# Short exercise:
Rewrite the part of the records that opens with the line containing "Spot every instance of the dark" and closes with the line containing "x=191 y=177", keeping every line, and add 28 to each number in the pixel coordinates.

### Input records

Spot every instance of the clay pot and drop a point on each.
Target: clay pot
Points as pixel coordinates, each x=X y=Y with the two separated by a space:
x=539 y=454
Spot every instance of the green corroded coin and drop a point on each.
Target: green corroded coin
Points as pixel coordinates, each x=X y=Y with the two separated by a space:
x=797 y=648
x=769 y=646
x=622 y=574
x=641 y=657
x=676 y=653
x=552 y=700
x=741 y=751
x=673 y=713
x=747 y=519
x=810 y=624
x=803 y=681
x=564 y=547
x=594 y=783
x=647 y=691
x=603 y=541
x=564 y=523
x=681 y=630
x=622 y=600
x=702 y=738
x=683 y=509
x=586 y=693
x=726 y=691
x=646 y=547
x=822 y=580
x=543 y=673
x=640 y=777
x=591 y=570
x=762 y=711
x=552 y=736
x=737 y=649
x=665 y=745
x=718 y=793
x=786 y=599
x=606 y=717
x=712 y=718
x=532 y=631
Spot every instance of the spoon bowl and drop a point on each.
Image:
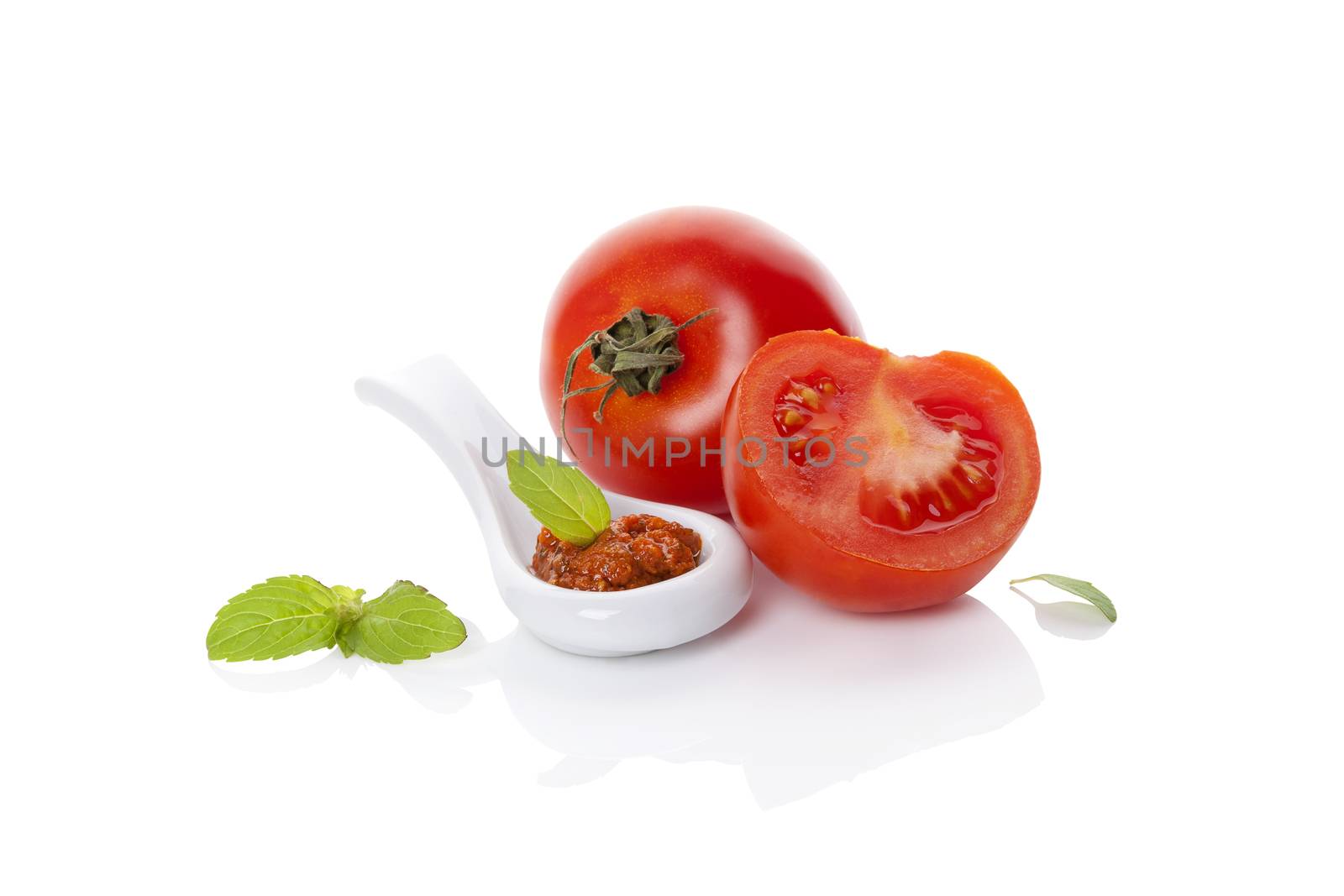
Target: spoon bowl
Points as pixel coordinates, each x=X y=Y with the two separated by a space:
x=437 y=401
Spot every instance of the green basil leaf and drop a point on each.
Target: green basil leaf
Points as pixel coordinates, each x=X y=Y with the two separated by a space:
x=407 y=622
x=277 y=618
x=1085 y=590
x=559 y=497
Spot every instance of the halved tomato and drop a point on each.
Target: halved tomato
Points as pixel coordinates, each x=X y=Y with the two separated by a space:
x=874 y=481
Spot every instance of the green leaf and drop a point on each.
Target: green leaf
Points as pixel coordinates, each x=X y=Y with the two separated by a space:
x=559 y=497
x=1085 y=590
x=277 y=618
x=407 y=622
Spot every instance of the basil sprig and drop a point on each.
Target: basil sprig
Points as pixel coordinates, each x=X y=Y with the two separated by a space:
x=296 y=613
x=1085 y=590
x=559 y=497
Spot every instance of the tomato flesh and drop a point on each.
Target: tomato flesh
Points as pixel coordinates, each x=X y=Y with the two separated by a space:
x=874 y=481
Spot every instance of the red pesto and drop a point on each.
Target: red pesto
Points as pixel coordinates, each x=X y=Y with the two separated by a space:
x=633 y=551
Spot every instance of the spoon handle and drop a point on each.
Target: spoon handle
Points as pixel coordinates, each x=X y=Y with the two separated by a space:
x=437 y=401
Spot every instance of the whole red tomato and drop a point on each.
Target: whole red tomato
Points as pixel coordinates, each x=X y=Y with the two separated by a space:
x=729 y=282
x=873 y=481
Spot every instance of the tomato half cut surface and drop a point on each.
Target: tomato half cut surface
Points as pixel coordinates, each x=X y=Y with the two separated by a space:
x=874 y=481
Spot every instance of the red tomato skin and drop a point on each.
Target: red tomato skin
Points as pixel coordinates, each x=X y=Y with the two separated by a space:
x=799 y=557
x=680 y=262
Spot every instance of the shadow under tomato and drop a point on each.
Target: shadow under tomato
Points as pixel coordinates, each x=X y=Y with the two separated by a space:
x=800 y=694
x=1068 y=618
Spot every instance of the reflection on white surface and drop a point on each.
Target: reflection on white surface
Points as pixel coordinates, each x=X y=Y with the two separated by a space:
x=799 y=694
x=1068 y=618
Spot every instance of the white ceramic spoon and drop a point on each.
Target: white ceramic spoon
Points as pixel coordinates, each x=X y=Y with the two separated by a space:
x=445 y=409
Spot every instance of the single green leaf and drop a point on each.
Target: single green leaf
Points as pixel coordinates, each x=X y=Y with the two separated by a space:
x=559 y=497
x=277 y=618
x=407 y=622
x=1085 y=590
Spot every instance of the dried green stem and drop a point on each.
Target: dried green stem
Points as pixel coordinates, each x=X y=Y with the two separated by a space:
x=636 y=352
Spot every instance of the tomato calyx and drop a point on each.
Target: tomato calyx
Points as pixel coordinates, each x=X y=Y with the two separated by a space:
x=638 y=351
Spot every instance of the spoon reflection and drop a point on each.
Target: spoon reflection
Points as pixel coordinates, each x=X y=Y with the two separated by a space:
x=800 y=694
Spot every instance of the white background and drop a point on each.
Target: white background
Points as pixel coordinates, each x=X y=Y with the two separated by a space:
x=215 y=217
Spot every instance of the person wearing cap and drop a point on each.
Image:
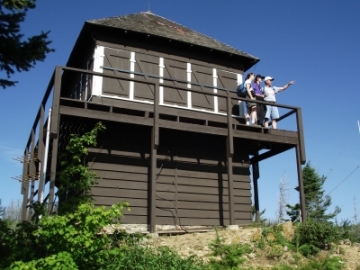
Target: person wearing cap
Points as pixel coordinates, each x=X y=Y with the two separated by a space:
x=269 y=92
x=259 y=95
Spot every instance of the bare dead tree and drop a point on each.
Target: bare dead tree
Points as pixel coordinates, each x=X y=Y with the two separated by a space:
x=13 y=211
x=355 y=212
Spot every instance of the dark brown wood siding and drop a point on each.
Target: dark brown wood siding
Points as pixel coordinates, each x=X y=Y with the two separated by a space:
x=176 y=70
x=191 y=177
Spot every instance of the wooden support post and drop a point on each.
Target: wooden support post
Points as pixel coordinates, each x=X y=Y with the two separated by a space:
x=256 y=175
x=25 y=187
x=300 y=130
x=153 y=159
x=229 y=156
x=55 y=119
x=41 y=151
x=32 y=171
x=301 y=184
x=53 y=175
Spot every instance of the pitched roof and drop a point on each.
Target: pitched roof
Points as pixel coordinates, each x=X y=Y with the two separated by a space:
x=149 y=23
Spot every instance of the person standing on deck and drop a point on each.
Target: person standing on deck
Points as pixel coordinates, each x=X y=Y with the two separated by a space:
x=250 y=95
x=269 y=92
x=259 y=95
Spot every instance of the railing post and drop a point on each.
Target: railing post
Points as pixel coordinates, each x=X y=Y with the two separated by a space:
x=54 y=128
x=300 y=130
x=300 y=159
x=229 y=155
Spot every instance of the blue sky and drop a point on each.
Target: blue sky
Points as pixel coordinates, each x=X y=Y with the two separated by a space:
x=315 y=43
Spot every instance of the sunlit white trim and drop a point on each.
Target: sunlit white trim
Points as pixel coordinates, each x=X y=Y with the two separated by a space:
x=132 y=68
x=98 y=62
x=188 y=78
x=128 y=99
x=46 y=152
x=215 y=77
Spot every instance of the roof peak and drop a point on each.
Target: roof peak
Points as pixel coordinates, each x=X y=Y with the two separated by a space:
x=152 y=24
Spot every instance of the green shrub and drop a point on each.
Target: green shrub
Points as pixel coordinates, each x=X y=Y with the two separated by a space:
x=225 y=256
x=134 y=257
x=61 y=261
x=317 y=233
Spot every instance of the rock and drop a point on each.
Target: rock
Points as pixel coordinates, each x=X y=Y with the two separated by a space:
x=256 y=235
x=270 y=237
x=347 y=242
x=233 y=227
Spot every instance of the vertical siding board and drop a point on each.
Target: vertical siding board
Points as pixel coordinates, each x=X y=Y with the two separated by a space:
x=202 y=75
x=175 y=70
x=146 y=64
x=117 y=59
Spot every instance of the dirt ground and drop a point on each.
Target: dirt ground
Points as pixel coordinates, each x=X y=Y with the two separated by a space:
x=197 y=243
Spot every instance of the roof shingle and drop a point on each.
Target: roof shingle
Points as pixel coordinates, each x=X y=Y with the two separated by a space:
x=151 y=24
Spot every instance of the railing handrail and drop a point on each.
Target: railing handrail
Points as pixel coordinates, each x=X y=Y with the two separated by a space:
x=120 y=77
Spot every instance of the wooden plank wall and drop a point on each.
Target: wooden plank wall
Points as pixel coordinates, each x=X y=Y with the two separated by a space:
x=191 y=176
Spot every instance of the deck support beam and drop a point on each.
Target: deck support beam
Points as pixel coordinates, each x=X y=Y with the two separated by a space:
x=153 y=159
x=229 y=161
x=41 y=151
x=256 y=176
x=25 y=187
x=54 y=155
x=32 y=172
x=301 y=183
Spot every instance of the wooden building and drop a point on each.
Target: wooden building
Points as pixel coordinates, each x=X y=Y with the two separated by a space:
x=176 y=146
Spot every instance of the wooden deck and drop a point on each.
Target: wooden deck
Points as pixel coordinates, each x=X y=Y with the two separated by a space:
x=178 y=166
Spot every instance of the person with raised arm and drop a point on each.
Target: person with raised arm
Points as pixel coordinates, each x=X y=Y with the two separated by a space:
x=269 y=92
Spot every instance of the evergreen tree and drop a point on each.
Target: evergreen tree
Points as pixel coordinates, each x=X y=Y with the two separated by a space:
x=316 y=203
x=17 y=54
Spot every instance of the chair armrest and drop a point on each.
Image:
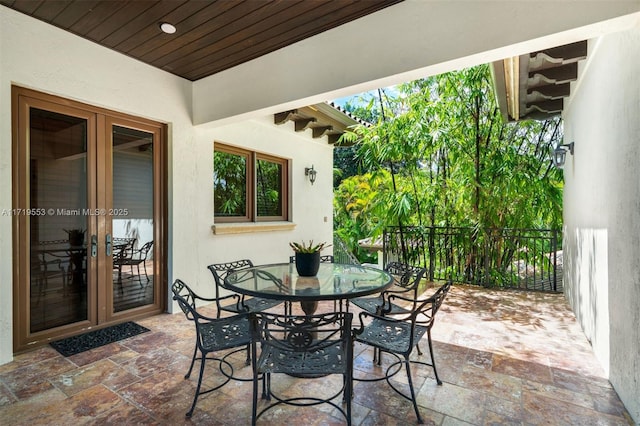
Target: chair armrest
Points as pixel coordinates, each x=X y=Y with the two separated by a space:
x=363 y=315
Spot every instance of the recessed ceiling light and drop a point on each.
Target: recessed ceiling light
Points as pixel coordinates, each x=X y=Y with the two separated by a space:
x=167 y=28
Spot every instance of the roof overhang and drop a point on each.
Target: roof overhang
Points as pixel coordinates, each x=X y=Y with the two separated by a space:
x=323 y=119
x=534 y=85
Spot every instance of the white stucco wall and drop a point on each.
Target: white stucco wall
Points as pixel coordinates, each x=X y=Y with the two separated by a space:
x=42 y=57
x=602 y=208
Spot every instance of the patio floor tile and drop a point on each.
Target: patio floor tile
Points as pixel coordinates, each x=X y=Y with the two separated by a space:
x=505 y=358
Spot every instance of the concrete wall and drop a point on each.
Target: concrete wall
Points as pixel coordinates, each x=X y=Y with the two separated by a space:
x=602 y=208
x=42 y=57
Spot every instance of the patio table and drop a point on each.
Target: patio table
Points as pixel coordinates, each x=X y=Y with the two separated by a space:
x=334 y=281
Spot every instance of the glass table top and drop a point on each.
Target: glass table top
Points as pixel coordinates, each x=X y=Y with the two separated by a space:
x=333 y=281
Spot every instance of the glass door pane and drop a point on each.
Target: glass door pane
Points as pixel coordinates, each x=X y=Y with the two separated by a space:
x=132 y=218
x=57 y=219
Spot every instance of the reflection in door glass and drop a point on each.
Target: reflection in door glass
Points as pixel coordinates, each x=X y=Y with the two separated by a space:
x=57 y=224
x=132 y=219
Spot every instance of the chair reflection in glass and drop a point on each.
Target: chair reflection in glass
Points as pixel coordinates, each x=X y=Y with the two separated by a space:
x=127 y=255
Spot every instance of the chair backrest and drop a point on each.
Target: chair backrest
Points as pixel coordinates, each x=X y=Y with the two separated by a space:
x=221 y=270
x=229 y=331
x=124 y=248
x=326 y=337
x=145 y=249
x=425 y=312
x=185 y=297
x=327 y=258
x=406 y=276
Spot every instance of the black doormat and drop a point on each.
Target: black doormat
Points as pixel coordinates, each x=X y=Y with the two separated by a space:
x=93 y=339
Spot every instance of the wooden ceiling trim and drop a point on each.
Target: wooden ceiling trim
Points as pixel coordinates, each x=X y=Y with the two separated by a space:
x=72 y=13
x=318 y=132
x=283 y=117
x=139 y=25
x=191 y=29
x=251 y=49
x=94 y=18
x=234 y=35
x=119 y=19
x=561 y=74
x=212 y=35
x=302 y=124
x=48 y=10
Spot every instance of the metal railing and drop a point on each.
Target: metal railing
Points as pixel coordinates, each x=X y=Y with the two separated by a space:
x=515 y=258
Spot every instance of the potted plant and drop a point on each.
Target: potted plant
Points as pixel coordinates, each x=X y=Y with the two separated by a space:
x=307 y=257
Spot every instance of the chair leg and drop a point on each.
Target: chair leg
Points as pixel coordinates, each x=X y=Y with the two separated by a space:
x=433 y=360
x=144 y=264
x=193 y=360
x=195 y=398
x=413 y=393
x=254 y=400
x=139 y=275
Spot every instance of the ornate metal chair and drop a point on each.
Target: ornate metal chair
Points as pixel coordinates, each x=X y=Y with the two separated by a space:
x=240 y=303
x=303 y=346
x=131 y=257
x=406 y=279
x=398 y=335
x=212 y=335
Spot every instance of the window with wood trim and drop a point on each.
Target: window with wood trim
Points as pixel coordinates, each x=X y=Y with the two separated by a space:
x=249 y=186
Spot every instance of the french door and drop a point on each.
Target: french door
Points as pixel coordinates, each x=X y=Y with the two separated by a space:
x=88 y=215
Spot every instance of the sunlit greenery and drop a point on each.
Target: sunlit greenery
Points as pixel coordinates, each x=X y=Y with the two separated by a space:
x=438 y=153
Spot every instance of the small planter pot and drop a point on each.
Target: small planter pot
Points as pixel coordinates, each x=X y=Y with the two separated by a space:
x=307 y=264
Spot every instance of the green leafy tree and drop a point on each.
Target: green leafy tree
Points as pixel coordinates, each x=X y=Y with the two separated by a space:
x=441 y=155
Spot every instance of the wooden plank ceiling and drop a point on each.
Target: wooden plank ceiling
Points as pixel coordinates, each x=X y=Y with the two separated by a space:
x=211 y=36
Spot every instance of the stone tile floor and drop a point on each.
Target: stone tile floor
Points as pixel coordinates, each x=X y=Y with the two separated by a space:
x=505 y=357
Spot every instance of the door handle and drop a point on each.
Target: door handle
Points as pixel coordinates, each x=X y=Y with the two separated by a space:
x=94 y=245
x=108 y=244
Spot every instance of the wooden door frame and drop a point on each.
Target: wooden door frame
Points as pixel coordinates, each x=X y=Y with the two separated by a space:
x=22 y=100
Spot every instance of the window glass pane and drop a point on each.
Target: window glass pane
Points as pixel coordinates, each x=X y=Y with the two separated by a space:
x=269 y=188
x=229 y=184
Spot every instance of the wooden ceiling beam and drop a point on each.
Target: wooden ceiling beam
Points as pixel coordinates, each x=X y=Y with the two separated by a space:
x=319 y=132
x=304 y=123
x=283 y=117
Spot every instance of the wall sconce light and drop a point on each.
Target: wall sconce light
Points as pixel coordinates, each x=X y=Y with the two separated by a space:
x=310 y=173
x=559 y=154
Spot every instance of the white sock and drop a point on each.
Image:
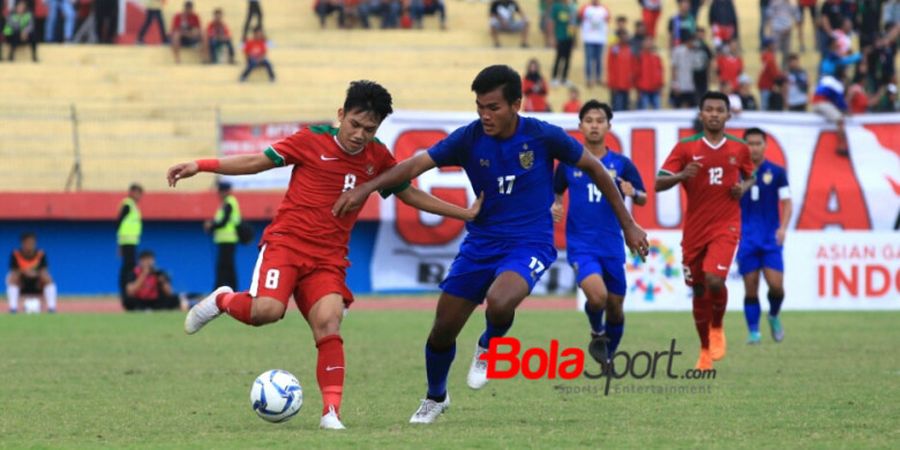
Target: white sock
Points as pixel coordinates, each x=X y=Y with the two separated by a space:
x=50 y=296
x=12 y=296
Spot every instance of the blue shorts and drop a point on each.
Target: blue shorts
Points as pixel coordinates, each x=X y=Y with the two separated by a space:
x=753 y=256
x=479 y=262
x=611 y=269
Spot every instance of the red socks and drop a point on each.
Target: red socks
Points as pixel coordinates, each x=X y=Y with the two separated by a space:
x=330 y=372
x=237 y=305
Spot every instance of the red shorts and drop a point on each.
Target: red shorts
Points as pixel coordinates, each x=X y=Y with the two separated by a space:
x=281 y=271
x=714 y=258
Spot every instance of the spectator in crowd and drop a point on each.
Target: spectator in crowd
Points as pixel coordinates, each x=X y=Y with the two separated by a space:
x=153 y=12
x=683 y=25
x=325 y=8
x=255 y=50
x=29 y=274
x=766 y=81
x=797 y=84
x=564 y=34
x=54 y=7
x=186 y=31
x=723 y=21
x=254 y=10
x=650 y=10
x=219 y=36
x=683 y=92
x=149 y=288
x=649 y=81
x=573 y=105
x=534 y=88
x=20 y=29
x=621 y=72
x=508 y=17
x=594 y=19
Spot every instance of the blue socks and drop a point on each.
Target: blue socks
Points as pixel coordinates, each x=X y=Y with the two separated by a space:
x=752 y=312
x=437 y=369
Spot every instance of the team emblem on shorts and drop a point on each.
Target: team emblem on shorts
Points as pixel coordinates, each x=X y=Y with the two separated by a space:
x=526 y=159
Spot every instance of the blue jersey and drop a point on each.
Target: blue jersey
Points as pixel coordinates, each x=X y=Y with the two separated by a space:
x=760 y=209
x=515 y=174
x=591 y=224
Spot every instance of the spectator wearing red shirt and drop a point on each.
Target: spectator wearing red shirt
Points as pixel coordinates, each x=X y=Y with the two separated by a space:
x=186 y=31
x=255 y=50
x=769 y=73
x=649 y=76
x=218 y=36
x=620 y=62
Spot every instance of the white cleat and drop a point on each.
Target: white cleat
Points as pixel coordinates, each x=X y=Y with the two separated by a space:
x=429 y=410
x=204 y=312
x=477 y=377
x=331 y=421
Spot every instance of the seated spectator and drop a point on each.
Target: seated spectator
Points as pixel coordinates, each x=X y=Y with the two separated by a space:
x=186 y=32
x=219 y=36
x=19 y=29
x=255 y=51
x=29 y=275
x=534 y=89
x=149 y=288
x=420 y=8
x=325 y=8
x=508 y=17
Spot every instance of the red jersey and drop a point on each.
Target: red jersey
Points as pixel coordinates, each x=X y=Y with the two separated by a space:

######

# Exercise result:
Spot every instance of the dark brown wood siding and drop a point on each.
Target: dark brown wood siding
Points as pixel coordinates, each x=X y=Y with the two separated by a space:
x=204 y=98
x=219 y=205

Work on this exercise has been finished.